__Vorliegender Text__:
··········
Auf der einen Seite steht eine Währungsunion, symbolisiert durch unsere gemeinsame Währung, den Euro.

Und diese Währung ist ein Erfolg. Sie ist stabil. Sie hat das Vertrauen der Bürger und Investoren.

Die Zahlen sprechen für sich: in den ersten zwölf Jahren des Euro betrug der jährliche Anstieg der Verbraucherpreise im Euro-Raum im Durchschnitt 1.97%, ganz im Einklang mit unserer Definition von Preisstabilität. Damit hat der Euro niedrigere Inflationsraten gebracht als alle großen europäischen Volkswirtschaften in den fünfzig Jahren davor. Zu Beginn der Krise hat die EZB, als eine der ersten wichtigsten Zentralbanken der Welt, eine ganze Reihe von Maßnahmen – konventioneller und nicht konventioneller Art – ergriffen, um die für die Volkswirtschaften des Euro-Raums so wichtige Kreditgewährung zu unterstützen. Die vergangenen 12 Jahre haben also gezeigt: der Euro ist nicht nur mit niedriger Inflation einhergegangen, er hat sich auch als Schutzschild in der Krise bewährt.
··········
Extrahierte Auflistung:

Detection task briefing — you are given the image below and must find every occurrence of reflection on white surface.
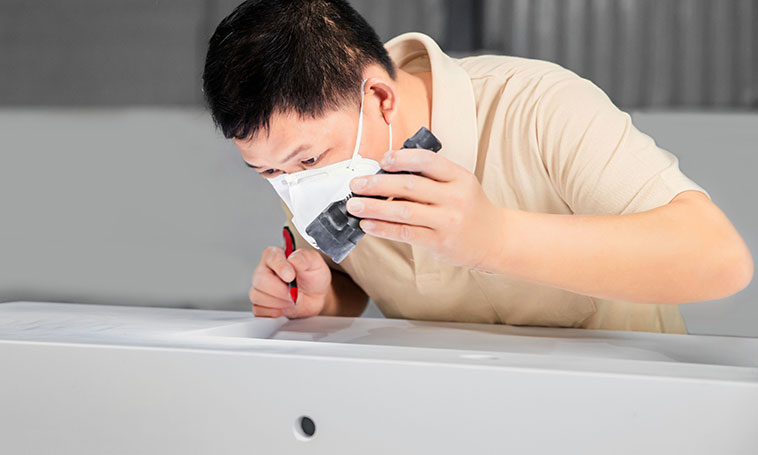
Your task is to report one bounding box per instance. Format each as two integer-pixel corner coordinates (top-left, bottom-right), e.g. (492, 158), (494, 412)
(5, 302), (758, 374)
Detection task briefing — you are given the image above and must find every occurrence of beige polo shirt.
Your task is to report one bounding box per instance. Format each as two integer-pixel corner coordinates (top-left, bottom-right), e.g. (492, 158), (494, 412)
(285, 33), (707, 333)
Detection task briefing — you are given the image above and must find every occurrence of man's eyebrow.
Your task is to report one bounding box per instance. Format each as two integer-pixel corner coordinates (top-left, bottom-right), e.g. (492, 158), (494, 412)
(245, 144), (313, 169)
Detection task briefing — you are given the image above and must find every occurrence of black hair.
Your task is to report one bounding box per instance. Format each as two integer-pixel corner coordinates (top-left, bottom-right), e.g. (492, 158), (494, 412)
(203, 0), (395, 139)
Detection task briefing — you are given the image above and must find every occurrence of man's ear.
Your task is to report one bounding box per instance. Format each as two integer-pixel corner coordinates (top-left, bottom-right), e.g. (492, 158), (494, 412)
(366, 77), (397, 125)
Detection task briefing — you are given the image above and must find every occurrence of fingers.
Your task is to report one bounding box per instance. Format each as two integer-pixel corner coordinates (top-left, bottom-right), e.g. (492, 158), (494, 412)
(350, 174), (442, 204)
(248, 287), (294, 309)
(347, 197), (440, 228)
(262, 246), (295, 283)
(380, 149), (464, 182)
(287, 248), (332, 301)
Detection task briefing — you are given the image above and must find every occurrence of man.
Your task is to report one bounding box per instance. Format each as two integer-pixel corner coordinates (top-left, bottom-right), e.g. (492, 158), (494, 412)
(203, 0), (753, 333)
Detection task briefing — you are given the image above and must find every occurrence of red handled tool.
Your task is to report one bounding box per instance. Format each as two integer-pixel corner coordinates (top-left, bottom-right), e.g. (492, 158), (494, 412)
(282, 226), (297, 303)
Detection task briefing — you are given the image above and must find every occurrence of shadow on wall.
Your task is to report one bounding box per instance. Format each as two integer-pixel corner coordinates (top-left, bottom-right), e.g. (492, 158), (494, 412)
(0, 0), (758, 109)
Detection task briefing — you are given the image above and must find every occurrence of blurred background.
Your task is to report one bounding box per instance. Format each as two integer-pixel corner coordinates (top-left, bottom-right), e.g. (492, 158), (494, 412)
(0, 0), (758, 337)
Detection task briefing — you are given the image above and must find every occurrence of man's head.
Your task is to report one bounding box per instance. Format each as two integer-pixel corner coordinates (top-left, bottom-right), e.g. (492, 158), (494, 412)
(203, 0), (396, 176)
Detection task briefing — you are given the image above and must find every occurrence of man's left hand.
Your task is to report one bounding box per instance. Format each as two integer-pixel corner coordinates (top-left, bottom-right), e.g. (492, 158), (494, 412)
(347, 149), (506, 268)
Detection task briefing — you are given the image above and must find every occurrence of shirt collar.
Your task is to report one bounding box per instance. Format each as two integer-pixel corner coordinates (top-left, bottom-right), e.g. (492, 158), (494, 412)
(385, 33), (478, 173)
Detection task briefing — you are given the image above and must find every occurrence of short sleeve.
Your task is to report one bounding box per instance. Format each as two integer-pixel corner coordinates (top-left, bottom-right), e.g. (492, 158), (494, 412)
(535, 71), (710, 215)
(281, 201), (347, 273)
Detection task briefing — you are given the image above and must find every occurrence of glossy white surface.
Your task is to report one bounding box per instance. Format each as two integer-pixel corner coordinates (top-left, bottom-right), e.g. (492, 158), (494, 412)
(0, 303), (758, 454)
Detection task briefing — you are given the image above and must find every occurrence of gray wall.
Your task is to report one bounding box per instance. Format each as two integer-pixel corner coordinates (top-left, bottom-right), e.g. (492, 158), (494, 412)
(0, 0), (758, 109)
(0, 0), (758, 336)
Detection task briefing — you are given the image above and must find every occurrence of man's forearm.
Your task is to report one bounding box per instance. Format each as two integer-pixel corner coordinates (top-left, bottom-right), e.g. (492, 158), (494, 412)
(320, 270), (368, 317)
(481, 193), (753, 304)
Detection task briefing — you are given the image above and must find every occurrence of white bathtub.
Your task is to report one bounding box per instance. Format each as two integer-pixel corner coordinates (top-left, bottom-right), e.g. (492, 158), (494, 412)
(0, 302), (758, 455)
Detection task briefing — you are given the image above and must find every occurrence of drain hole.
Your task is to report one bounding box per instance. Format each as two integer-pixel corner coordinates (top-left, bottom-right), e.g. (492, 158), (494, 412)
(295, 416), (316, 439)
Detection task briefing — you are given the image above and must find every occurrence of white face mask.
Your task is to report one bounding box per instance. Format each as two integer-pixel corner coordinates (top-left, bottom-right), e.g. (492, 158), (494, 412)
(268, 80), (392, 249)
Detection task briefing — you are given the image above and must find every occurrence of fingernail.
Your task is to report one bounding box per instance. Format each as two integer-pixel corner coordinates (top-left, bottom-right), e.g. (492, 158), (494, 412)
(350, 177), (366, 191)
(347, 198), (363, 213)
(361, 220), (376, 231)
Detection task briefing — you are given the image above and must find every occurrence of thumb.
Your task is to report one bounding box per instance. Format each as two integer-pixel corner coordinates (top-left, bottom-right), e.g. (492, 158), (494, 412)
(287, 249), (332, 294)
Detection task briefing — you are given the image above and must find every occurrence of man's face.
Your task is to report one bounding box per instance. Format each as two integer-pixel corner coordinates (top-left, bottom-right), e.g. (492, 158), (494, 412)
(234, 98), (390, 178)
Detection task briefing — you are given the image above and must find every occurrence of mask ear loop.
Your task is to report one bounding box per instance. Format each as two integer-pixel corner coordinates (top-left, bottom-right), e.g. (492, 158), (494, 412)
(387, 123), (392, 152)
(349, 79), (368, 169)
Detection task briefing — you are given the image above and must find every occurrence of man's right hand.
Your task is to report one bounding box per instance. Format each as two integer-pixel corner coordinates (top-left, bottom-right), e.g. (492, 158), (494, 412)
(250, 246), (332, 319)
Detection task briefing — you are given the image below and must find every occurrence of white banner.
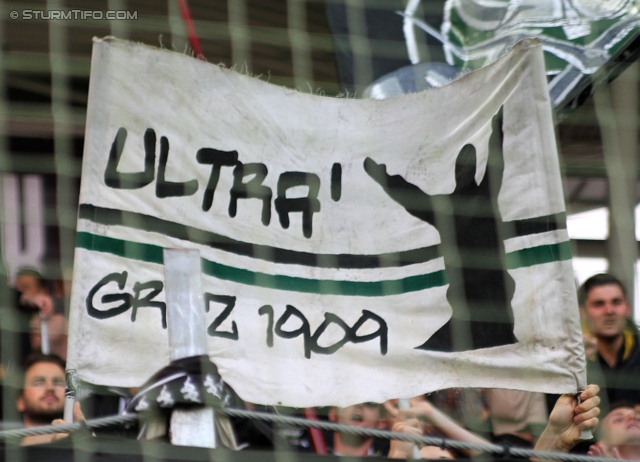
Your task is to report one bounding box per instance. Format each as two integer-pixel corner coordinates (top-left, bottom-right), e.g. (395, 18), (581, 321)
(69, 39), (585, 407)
··········
__Zu bearbeitende Aufgaben__:
(A) Geben Sie aus der Auflistung die Zeilen von der Zeile mit „glossy white surface.“ bis zur Zeile mit „(268, 80), (392, 249)“ unverändert wieder, beide Zeilen eingeschlossen.
(B) Führen Sie den Text über den Euro im Anschluss an seinen letzten Satz weiter.

__Lösungen der Aufgaben__:
(A)
Detection task briefing — you are given the image above and must find every occurrence of glossy white surface.
Your task is to report one bounding box per instance. Format each as two integer-pixel corner coordinates (top-left, bottom-right), e.g. (492, 158), (494, 412)
(0, 303), (758, 454)
Detection task briefing — you are given the image above and must find every occurrence of gray wall.
Your task is to report one bounding box per instance. Format each as two integer-pixel corner coordinates (top-left, bottom-right), e.g. (492, 158), (494, 412)
(0, 0), (758, 109)
(0, 0), (758, 336)
Detection task briefing — you are given the image above and must find every occurrence of man's forearm.
Your task is to report one bounding box per instance. Format each as two integer-pixel corner coordinates (top-left, bottom-right), e.g. (492, 158), (494, 412)
(320, 270), (368, 317)
(481, 193), (753, 304)
Detection task briefing — you are given the image above and must find every occurrence of white bathtub.
Your task is to report one bounding box per instance. Format each as two integer-pixel corner coordinates (top-left, bottom-right), e.g. (492, 158), (494, 412)
(0, 302), (758, 455)
Detection task briefing — you are given the image above and must find every occurrence of drain hole.
Your task is to report one bounding box per instance. Format each as two integer-pixel corner coordinates (top-left, bottom-right), e.g. (492, 158), (494, 412)
(295, 416), (316, 439)
Detection task briefing — you are given the image above and must find every occurrence of white face mask.
Your task is to report one bounding box per instance. Format each as two integer-pixel corner coordinates (top-left, bottom-right), e.g. (492, 158), (494, 412)
(268, 80), (392, 249)

(B)
Wie sieht es aber mit der zweiten Säule der Wirtschafts- und Währungsunion, der Wirtschaftsunion, aus? Anders als die Währungsunion enthält der EU Vertrag keine genaue Beschreibung, was unter ‚Wirtschaftsunion’ zu verstehen ist, sonders lediglich generelle Vorgaben. Alle Mitgliedsstaaten sollen ihre Wirtschaftspolitik nach den Zielen der Union ausrichten und als Angelegenheit von gemeinsamem Interesse betrachten. Die EU-Länder sind für ihre Wirtschaftspolitik selbst verantwortlich, müssen sie aber auf europäischer Ebene koordinieren.

Wirtschaftspolitik wurde aber in vielen Mitgliedsländern unter weitgehend nationalen Gesichtspunkten betrieben. Die europäische Dimension, das heißt, die Auswirkungen von nationalen Entscheidungen auf den Euro-Raum und die EU als ganzes, wurden nicht hinreichend berücksichtigt. Europäische Regeln, die von allen Mitgliedsländern vereinbart wurden, wurden unzulänglich eingehalten. Z.B. als Deutschland und Frankreich 2003 die Vorgaben des Stabilitäts- und Wachstumspaktes verfehlten, wurden die dafür vorgesehenen Bestimmungen des Paktes nicht angewendet sondern aufgeweicht. Oder: eine Empfehlung des EU Rates an Irland im Jahr 2001, seine Wirtschaftspolitik an den beschlossenen Grundzügen der Wirtschaftspolitik auszurichten, wurde von der damaligen Regierung ignoriert.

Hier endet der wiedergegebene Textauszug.